_What you are asked to do_
From the judgment passage on the plaintiff's cause of action, extract verbatim the section that opens with the words containing "The Plaintiff’s mother, Anna" and closes with "of her estate.".

In view of the decision that I have come to, I deem
it appropriate to repeat the plaintiff’s cause of action as
pleaded in
the particulars of claim (annexed to the founding
affidavit in the amendment application) as it stands before the
amendment sought
herein. He avers:

6.
The Plaintiff’s mother, Anna Johanna Catharina Smith (“
the
Deceased
”), passed away on
25
April 2004
, following which the Second
Defendant became the executor of her estate.
7.
The Plaintiff is one of the beneficiaries of the Deceased’s
estate in terms of her
last will and testament, a copy of which is
attached, marked “
Annexure A
” (the “Will”).
8.
One of the assets sold by the Second Defendant in his capacity as
executor of the estate
was an immoveable property known as Section 9
of the Farm O[....] number [....] (“the Farm”).
9.

_Dataset extract_
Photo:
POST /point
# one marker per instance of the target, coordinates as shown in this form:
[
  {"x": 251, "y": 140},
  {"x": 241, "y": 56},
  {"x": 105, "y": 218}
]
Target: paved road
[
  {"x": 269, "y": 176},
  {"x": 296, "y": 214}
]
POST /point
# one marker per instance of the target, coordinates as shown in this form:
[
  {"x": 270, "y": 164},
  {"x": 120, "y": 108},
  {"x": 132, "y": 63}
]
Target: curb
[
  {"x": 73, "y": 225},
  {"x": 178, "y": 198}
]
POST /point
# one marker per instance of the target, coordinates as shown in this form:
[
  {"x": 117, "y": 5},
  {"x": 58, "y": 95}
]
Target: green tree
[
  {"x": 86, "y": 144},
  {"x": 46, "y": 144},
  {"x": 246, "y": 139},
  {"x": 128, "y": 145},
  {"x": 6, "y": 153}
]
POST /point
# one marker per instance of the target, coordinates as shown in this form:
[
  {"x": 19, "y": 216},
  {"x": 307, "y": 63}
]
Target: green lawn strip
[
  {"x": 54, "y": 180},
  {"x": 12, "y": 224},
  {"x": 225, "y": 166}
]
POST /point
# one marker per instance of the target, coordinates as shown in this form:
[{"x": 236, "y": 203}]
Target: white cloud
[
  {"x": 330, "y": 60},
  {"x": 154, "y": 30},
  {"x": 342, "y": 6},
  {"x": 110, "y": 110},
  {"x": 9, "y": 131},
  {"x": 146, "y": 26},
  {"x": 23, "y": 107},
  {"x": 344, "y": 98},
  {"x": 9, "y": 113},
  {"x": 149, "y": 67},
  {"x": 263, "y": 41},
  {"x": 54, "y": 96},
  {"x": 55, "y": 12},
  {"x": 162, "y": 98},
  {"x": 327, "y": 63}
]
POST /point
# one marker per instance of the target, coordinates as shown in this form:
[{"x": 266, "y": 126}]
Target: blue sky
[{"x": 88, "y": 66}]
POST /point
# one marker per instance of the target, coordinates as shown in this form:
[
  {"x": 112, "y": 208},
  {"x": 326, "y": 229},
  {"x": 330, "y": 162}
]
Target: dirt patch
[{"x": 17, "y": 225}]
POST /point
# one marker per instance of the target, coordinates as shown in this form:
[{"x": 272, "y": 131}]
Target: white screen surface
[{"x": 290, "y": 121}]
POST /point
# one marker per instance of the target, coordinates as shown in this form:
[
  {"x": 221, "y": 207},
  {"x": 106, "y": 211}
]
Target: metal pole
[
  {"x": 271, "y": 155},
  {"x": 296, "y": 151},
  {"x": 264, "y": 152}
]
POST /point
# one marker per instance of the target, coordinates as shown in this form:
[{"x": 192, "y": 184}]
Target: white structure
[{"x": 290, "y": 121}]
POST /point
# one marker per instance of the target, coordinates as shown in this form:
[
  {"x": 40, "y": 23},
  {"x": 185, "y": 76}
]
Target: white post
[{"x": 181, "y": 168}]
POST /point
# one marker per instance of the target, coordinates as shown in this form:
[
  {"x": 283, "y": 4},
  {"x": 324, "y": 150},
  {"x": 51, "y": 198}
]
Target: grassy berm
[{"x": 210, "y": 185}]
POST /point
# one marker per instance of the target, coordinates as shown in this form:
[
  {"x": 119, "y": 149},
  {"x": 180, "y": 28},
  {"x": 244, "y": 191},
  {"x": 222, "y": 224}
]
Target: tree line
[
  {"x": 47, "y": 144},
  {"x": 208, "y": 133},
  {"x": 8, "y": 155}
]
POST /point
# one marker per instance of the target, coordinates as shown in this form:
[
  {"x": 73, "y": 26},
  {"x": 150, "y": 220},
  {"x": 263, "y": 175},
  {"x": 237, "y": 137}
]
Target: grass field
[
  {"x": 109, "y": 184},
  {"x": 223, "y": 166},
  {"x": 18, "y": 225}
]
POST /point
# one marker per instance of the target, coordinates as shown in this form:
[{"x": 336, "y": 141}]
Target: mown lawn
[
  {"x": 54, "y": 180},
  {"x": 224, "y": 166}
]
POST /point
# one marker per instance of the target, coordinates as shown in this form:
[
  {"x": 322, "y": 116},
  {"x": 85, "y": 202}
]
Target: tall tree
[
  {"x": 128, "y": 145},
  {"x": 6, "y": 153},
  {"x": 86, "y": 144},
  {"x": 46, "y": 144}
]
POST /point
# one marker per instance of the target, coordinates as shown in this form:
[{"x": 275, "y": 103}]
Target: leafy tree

_Final result_
The Plaintiff’s mother, Anna Johanna Catharina Smith (“
the
Deceased
”), passed away on
25
April 2004
, following which the Second
Defendant became the executor of her estate.